Naja, es gibt wohl noch andere Möglichkeiten. Ich frage mich halt nur wie es am effektivsten hinbekomme das dass Array bei jedem Schleifendurchgang quasi geleert wird.


----------



## SlaterB (16. Jan 2008)

was heißt schon effektiv,
Variante 1 ist im Code einfacher, aber erzeugt neue Objekte, 
was allgemein nicht so schön ist und wahrscheinlich länger dauert, im Millisekundenbereich aber kaum eine Rolle spielt


----------



## Gast (16. Jan 2008)

Arrays.fill(feld, 0);


----------



## Guest (16. Jan 2008)

DocNoNo hat gesagt.:
			
		

> Ich verwende in einer Schleife ein Array. Dieses wird in der Schleife mit Werten gefüllt, muss beim nächsten Schleifendurchgang aber wieder "leer" sein (alle Werte auf 0).

Gespeicherte Datensätze
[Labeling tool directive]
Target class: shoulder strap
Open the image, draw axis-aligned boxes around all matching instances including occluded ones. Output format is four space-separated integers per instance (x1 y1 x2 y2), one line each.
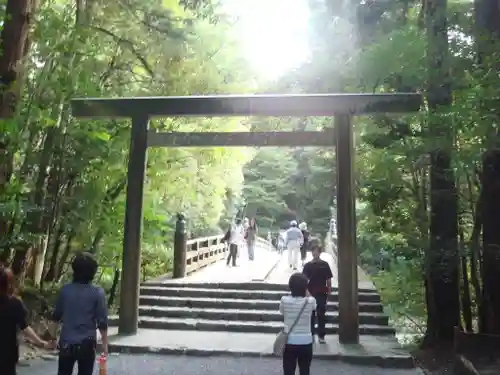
288 297 309 333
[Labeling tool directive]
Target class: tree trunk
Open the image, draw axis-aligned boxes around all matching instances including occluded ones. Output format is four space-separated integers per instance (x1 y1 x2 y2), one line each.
423 0 460 346
481 149 500 334
0 0 35 238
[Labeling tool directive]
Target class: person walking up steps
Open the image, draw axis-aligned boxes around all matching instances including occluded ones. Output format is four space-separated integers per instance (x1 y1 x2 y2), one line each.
299 222 309 267
52 252 108 375
285 220 304 270
280 272 316 375
302 238 333 344
245 218 257 261
222 219 245 267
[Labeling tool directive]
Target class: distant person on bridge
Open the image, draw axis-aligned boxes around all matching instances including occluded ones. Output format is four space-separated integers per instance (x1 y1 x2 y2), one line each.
299 222 309 267
302 238 333 344
245 218 257 260
285 220 304 270
222 219 245 267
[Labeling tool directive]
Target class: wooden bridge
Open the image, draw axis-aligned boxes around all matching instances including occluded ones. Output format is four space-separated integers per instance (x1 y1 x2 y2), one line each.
100 222 414 368
72 93 422 368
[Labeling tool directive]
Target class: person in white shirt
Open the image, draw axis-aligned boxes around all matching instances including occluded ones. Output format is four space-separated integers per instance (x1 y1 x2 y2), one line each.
280 273 316 375
223 219 245 267
285 220 304 270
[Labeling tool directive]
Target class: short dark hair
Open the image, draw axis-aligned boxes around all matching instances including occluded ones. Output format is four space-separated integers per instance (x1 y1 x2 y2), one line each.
288 272 308 297
0 266 11 297
71 252 98 284
309 237 323 253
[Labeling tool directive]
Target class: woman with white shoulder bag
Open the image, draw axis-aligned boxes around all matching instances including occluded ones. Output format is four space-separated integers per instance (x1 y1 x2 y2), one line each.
274 273 316 375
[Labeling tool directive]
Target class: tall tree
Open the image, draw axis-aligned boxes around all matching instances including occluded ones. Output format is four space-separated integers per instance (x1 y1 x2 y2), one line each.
424 0 460 344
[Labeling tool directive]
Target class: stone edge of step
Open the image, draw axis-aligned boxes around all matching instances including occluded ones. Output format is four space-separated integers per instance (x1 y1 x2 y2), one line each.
139 305 387 317
104 342 415 369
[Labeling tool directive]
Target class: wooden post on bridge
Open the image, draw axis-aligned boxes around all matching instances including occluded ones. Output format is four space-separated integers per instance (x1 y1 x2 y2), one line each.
335 115 359 344
71 93 422 343
173 213 187 279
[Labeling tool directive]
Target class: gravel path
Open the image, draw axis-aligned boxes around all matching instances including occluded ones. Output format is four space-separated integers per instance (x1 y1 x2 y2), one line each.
18 354 418 375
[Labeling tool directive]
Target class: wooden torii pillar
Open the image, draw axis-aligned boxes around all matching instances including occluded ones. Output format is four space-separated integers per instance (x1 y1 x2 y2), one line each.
71 93 422 343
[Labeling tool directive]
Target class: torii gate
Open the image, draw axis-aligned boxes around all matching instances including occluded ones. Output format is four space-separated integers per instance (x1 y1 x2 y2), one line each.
71 93 422 343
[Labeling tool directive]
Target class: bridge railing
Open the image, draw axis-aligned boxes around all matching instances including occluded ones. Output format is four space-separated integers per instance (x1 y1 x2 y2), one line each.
172 214 274 279
186 235 228 274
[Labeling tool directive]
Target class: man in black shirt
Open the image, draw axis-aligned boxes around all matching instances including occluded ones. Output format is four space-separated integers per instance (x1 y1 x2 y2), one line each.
302 238 333 344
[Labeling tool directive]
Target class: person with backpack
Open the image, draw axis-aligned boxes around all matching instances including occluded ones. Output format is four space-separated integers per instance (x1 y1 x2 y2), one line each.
222 218 245 267
52 252 108 375
245 218 257 261
299 222 310 267
302 238 333 344
285 220 304 270
279 273 316 375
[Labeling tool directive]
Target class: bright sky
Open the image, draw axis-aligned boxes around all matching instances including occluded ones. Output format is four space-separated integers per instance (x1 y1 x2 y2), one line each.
225 0 309 79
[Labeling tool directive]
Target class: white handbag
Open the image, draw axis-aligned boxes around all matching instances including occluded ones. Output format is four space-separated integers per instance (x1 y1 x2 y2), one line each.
273 297 308 357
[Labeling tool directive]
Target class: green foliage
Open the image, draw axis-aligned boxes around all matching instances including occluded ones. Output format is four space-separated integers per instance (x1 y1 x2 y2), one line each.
0 0 252 289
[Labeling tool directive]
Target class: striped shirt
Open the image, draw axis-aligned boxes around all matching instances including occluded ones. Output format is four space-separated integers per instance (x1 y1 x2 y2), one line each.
280 296 316 345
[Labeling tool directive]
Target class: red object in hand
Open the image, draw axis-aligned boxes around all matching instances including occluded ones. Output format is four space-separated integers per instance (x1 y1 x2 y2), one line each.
99 354 107 375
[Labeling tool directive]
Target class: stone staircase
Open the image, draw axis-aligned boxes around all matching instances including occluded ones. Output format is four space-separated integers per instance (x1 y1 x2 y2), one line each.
121 281 395 336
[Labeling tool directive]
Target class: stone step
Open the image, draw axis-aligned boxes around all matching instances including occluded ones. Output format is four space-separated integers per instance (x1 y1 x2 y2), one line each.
139 296 383 313
146 280 376 293
135 317 395 336
139 306 389 326
140 286 380 302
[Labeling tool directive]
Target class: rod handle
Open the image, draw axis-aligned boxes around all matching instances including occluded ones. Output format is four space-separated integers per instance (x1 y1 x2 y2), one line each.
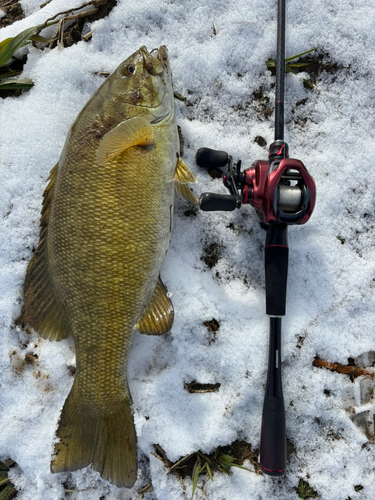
195 148 228 168
200 193 237 212
260 395 286 476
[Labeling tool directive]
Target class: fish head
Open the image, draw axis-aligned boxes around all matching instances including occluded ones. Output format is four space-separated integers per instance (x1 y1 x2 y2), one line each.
112 45 174 123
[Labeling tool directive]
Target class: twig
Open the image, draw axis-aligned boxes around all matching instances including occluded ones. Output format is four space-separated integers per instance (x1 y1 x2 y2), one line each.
169 453 195 472
313 358 374 378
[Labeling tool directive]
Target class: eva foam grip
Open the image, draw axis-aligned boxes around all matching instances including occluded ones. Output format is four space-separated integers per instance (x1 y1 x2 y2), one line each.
260 395 286 476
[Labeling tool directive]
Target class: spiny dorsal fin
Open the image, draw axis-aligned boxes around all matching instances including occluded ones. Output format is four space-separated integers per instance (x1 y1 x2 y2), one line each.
135 277 174 335
173 158 198 184
16 164 70 340
97 116 154 165
174 182 199 206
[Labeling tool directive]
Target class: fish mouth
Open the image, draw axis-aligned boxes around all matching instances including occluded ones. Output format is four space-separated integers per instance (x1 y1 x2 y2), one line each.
156 45 169 69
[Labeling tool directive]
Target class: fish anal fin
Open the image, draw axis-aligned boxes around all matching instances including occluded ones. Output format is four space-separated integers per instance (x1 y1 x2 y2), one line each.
135 277 174 335
16 165 70 340
97 116 154 165
51 380 137 488
173 158 198 184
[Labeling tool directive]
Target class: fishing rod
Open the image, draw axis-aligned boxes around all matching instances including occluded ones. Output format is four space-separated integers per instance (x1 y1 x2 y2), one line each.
196 0 316 476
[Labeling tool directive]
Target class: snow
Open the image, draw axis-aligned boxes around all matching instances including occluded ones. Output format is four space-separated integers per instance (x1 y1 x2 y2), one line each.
0 0 375 500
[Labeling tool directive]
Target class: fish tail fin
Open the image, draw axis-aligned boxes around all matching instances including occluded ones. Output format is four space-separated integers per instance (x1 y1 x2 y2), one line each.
51 387 137 488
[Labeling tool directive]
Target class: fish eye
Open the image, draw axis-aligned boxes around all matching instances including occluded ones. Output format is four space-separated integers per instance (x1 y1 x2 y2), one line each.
121 64 135 76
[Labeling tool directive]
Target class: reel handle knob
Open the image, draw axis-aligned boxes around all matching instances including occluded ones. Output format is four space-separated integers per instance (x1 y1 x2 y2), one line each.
199 193 237 212
195 148 228 168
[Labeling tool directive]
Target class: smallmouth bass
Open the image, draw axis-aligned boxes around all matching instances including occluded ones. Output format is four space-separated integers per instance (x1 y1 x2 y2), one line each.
18 46 198 488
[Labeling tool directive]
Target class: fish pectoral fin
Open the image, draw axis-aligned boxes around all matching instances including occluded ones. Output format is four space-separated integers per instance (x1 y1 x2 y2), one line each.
135 277 174 335
174 182 199 207
96 116 154 165
16 164 70 340
173 158 199 206
173 158 198 184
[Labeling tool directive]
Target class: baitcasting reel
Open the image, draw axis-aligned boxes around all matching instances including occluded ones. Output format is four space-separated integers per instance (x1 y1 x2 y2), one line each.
196 140 315 225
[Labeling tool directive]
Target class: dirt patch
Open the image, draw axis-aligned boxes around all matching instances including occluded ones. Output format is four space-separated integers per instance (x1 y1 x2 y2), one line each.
153 440 261 480
201 243 221 269
0 0 25 28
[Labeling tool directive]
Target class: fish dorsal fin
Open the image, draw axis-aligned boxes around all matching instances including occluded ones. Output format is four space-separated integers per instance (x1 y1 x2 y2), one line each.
173 158 198 184
135 276 174 335
16 164 70 340
97 116 154 165
173 158 199 206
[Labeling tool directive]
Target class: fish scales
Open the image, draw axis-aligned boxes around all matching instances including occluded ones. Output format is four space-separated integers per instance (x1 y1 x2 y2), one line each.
19 46 198 487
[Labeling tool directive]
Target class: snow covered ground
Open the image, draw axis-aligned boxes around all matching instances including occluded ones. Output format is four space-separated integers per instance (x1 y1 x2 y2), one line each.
0 0 375 500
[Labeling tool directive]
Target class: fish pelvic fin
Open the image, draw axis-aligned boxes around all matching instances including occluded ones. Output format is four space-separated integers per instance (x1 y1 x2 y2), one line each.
135 276 174 335
16 164 70 340
51 386 137 488
96 116 154 165
173 158 199 206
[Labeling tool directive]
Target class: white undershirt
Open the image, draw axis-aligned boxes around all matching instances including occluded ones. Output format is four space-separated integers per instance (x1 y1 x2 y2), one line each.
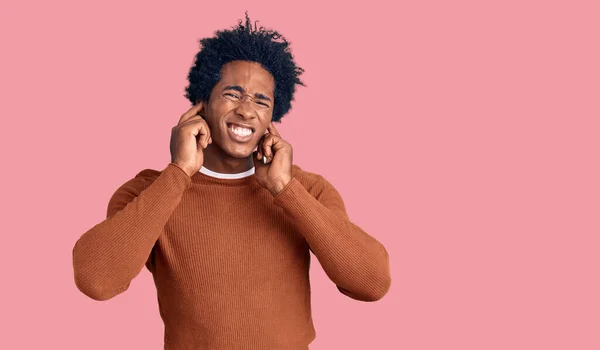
200 166 254 179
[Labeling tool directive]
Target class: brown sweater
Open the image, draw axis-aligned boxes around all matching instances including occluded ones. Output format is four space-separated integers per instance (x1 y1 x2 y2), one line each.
73 163 391 350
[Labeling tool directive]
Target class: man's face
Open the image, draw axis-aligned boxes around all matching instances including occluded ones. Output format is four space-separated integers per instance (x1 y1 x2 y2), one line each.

Zu erledigen
1) Übersetze den Satz „Ich verwende in einer Schleife ein Array.“ aus dem Textauszug ins Englische.
2) Fasse den Absatz im Textauszug, der mit „was heißt schon effektiv“ beginnt, kürzer zusammen und behalte dabei seine wesentlichen Aussagen bei.
3) Führe den Textauszug über das Leeren eines Arrays in einer Schleife ab der Stelle weiter, an der er endet.

Ergebnisse in Reihenfolge
1) I use an array in a loop.

2) Variante 1 ist im Code einfacher, erzeugt aber neue Objekte. Das ist allgemein unschön und dauert wohl länger, spielt im Millisekundenbereich jedoch kaum eine Rolle.

3)
Kannst Du den entsprechenden Code mal zeigen? Wenn Du ausschließlich schreibend auf das Array zugreifst ist es doch egal, ob da noch Berechnungen von vorher drin stehen. Oder liest Du auch aus dem Array und brauchst dann die 0?



			
				DocNoNo hat gesagt.:
			
		

> feld = null;


Das feld = null kannst Du Dir sparen, weil die Variable anschließend eh ihren Sichtbarkeitsbereich verlässt und damit stirbt.



			
				DocNoNo hat gesagt.:
			
		

> for(x=0;x<9;x++)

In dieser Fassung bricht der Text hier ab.